(WHAT THE TASK ASKS):
Could you return every record below exactly as it is written?

(Items from a dataset):

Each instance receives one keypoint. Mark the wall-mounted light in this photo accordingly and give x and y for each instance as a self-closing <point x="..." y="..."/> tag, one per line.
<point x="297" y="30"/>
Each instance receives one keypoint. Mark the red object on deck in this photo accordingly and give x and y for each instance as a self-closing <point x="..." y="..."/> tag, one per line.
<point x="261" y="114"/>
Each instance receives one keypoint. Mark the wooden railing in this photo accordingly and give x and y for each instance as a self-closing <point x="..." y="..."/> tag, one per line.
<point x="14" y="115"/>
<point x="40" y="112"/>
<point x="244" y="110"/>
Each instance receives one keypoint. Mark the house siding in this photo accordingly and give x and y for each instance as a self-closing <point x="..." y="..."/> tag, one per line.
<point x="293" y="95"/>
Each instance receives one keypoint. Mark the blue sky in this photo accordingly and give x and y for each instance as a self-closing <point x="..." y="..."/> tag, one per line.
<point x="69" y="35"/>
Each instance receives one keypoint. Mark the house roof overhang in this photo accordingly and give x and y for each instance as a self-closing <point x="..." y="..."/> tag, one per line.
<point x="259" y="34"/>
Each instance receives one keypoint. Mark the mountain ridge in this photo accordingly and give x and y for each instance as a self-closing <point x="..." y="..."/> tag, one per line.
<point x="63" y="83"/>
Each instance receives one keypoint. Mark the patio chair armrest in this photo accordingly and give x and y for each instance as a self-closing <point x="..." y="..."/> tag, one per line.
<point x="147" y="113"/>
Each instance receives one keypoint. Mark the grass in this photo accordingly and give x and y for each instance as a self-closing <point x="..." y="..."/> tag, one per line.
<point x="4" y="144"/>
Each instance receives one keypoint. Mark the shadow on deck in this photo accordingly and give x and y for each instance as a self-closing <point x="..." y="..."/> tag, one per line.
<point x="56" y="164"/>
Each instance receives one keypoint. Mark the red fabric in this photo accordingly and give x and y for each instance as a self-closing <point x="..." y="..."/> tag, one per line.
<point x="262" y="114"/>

(SOLVED PROBLEM):
Each instance receives one keypoint. Mark the wall-mounted light in this photo accordingly and give x and y for each instance as a self-closing <point x="..." y="..."/> tag, one per line.
<point x="297" y="30"/>
Each instance receives one keypoint. Mark the red object on deck in this photo accordingly and give x and y for each instance as a self-closing <point x="..." y="..."/> tag, one per line.
<point x="261" y="114"/>
Each instance receives one keypoint. Mark the wooden railing in this photo accordingly and give x and y for each instance as a self-closing <point x="..." y="..."/> tag, one per line.
<point x="14" y="115"/>
<point x="40" y="112"/>
<point x="244" y="110"/>
Each instance receives one keypoint. Mark the house siding in this photo accordingly and give x and y for each instance as a self-closing <point x="..." y="..."/> tag, one per line.
<point x="293" y="95"/>
Each instance receives one keypoint. Mark the blue sky in this photo accordingly and give x and y for each instance as a self-closing <point x="..." y="..."/> tag, one per line.
<point x="69" y="35"/>
Each instance receives one keypoint. Mark the house roof overhang in this photo accordingly and give x and y for each instance as a self-closing <point x="..." y="..."/> tag, one per line.
<point x="259" y="34"/>
Each instance receives one keypoint. Mark the mountain ridge in this photo accordingly and give x and y for each instance as a self-closing <point x="..." y="..."/> tag, one per line.
<point x="63" y="83"/>
Each instance receives one keypoint. Mark the patio chair armrest in this photo accordingly and give x and y for each instance as a self-closing <point x="..." y="..."/> tag, one per line.
<point x="147" y="113"/>
Each instance receives one keypoint. Mark the grass in this photo accordingly and give x and y for each instance as a self-closing <point x="..." y="..."/> tag, one per line.
<point x="4" y="144"/>
Each instance receives one keypoint. Mark the shadow on deck in this photo accordingly and give x and y for each instance as a self-closing <point x="..." y="..."/> tag, one per line.
<point x="56" y="164"/>
Each instance receives one keypoint. Mark the red fabric in this photo accordingly and give x and y for each instance as a self-closing <point x="..." y="..."/> tag, one per line.
<point x="262" y="114"/>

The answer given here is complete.